§ **AUFGABENSTELLUNG**
Filtern Sie die nachstehenden Einträge und übernehmen Sie jede Zeile, welche die Zeichenfolge „item“ enthält. Dabei ist die Groß- und Kleinschreibung zu beachten.

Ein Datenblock
+ + + + +

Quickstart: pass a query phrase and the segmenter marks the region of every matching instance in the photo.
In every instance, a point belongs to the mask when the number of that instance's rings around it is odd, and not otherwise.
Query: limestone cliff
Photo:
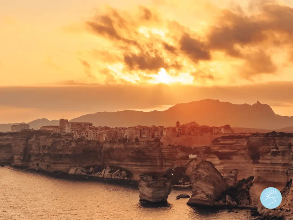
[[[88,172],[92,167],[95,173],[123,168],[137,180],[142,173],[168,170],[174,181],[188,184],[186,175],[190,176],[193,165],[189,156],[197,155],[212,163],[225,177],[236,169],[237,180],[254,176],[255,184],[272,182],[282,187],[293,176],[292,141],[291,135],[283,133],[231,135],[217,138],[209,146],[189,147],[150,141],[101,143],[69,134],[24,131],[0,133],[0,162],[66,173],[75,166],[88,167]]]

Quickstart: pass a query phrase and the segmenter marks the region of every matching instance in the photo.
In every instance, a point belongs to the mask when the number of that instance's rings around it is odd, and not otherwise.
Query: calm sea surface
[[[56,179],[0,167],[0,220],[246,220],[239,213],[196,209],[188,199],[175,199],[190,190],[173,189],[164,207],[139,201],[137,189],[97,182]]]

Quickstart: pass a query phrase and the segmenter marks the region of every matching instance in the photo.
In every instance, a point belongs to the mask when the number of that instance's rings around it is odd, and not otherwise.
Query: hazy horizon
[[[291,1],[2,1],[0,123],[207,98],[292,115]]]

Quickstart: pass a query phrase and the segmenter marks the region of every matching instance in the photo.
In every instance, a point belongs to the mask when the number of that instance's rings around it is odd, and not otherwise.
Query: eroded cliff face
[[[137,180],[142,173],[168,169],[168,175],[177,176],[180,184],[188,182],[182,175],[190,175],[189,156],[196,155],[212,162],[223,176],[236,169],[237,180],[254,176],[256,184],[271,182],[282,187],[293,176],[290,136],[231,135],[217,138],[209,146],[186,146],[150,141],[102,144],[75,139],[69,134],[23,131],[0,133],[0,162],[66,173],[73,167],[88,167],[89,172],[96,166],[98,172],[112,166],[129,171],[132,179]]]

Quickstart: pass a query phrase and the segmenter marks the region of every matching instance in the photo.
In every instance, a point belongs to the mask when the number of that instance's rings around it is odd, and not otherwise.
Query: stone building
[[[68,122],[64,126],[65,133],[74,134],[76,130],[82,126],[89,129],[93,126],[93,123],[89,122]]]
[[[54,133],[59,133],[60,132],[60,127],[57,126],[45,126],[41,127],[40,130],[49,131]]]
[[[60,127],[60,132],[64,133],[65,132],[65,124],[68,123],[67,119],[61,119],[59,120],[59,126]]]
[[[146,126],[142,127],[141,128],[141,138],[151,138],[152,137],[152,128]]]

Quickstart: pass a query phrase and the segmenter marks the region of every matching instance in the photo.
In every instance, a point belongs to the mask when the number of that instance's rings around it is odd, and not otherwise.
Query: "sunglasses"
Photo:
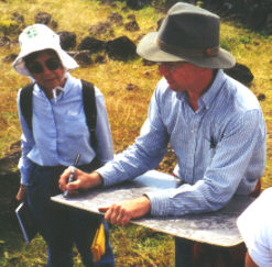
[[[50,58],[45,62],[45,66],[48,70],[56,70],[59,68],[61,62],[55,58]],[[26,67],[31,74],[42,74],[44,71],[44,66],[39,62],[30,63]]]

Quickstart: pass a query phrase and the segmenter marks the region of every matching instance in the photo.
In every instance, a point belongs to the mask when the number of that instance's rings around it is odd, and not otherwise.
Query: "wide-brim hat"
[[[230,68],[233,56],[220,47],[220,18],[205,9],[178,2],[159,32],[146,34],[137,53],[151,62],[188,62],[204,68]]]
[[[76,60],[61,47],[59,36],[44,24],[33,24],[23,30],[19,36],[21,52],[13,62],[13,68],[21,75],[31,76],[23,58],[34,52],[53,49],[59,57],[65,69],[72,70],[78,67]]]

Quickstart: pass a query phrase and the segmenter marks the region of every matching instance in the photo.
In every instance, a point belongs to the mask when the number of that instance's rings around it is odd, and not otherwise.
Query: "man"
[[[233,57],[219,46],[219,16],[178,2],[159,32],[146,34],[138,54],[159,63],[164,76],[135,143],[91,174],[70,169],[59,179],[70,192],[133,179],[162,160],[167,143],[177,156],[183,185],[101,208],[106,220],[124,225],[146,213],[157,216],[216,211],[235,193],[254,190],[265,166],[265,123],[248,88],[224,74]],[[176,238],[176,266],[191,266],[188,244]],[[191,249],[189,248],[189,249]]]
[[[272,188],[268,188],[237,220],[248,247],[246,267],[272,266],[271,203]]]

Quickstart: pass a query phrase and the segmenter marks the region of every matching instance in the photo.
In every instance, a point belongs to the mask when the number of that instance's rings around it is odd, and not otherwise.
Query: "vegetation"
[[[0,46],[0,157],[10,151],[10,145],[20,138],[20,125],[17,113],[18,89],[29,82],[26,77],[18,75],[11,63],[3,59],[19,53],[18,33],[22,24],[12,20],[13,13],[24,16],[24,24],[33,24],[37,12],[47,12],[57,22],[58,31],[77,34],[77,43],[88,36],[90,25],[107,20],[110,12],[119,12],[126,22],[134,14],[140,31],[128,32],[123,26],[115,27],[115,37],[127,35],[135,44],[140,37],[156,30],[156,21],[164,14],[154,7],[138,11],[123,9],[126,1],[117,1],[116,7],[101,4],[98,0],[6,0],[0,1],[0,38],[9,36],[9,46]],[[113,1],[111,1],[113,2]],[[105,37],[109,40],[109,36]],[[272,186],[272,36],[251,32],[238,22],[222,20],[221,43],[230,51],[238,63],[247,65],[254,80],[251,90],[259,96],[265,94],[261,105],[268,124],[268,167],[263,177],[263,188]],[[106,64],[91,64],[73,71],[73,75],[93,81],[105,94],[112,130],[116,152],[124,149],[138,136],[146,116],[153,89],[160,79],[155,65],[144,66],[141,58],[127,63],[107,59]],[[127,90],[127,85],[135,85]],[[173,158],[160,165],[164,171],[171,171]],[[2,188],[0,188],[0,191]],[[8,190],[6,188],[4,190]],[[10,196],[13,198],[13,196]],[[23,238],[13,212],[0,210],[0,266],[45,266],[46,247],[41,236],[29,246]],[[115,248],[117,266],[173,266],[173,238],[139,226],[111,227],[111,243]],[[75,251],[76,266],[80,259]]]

+ + + + +

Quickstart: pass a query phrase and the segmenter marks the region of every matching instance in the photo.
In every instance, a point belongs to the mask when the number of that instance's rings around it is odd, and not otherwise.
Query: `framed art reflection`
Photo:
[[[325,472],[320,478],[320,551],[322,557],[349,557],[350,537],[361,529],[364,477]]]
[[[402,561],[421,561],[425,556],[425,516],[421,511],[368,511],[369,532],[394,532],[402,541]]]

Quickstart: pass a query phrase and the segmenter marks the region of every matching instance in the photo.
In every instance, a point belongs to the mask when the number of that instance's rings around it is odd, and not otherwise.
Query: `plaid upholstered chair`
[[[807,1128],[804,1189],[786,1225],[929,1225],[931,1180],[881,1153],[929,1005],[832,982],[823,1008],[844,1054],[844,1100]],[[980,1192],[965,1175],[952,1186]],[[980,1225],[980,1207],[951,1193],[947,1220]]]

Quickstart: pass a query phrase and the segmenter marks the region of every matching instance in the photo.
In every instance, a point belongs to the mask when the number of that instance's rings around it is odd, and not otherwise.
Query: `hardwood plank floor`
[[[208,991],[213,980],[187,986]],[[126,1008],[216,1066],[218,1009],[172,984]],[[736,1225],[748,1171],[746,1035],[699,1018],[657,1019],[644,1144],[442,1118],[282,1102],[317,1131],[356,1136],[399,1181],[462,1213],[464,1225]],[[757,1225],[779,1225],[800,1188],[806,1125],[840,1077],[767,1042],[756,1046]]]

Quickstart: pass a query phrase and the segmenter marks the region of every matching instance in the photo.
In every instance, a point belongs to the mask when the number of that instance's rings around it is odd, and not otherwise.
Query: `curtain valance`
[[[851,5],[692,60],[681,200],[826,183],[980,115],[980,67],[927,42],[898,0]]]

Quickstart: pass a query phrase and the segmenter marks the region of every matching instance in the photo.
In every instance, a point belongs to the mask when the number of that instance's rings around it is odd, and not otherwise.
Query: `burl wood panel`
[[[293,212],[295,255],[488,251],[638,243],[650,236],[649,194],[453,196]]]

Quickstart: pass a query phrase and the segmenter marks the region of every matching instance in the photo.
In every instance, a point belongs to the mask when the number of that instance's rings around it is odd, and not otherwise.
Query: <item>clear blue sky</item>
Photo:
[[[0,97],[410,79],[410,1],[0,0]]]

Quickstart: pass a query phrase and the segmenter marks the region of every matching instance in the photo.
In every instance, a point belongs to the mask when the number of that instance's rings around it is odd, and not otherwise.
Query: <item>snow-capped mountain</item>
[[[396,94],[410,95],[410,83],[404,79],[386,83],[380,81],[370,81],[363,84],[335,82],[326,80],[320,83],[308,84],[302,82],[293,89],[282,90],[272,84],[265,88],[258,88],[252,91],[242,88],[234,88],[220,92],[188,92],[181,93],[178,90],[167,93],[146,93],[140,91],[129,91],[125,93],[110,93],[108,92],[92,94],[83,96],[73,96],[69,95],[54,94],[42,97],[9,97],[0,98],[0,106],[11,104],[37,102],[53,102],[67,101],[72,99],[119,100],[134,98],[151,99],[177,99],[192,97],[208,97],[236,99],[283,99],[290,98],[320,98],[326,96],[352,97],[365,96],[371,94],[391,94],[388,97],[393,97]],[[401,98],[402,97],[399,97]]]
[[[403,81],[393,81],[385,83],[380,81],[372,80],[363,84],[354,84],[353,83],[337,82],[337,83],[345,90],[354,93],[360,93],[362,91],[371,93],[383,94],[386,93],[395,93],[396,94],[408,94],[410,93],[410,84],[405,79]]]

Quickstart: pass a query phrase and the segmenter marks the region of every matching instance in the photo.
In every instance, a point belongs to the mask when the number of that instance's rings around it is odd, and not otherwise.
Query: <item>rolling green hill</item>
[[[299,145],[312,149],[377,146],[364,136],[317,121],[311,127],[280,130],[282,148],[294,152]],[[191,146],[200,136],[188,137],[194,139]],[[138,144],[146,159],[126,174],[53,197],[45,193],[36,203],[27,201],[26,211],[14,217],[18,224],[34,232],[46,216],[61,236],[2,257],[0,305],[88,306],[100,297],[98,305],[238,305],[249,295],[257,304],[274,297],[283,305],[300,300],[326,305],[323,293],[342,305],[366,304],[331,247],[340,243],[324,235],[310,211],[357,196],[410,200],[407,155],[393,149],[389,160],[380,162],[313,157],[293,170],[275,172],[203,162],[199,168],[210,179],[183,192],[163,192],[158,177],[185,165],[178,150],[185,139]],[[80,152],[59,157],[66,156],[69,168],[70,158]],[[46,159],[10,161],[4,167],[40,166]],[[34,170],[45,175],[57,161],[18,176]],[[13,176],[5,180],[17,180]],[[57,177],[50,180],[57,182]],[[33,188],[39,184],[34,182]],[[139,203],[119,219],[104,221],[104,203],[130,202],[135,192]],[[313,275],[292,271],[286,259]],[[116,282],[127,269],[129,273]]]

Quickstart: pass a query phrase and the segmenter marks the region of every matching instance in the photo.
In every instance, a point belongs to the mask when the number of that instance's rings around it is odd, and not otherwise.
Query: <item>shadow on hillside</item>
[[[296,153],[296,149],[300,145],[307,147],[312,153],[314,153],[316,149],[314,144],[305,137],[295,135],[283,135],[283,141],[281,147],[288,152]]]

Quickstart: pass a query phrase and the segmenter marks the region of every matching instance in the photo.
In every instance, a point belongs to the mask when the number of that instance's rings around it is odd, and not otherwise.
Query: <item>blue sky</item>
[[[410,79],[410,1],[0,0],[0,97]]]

+ + + + +

§ **ANTWORT**
Query: <item>clear blue sky</item>
Query: <item>snow-capped mountain</item>
Query: <item>rolling green hill</item>
Query: <item>shadow on hillside</item>
Query: <item>blue sky</item>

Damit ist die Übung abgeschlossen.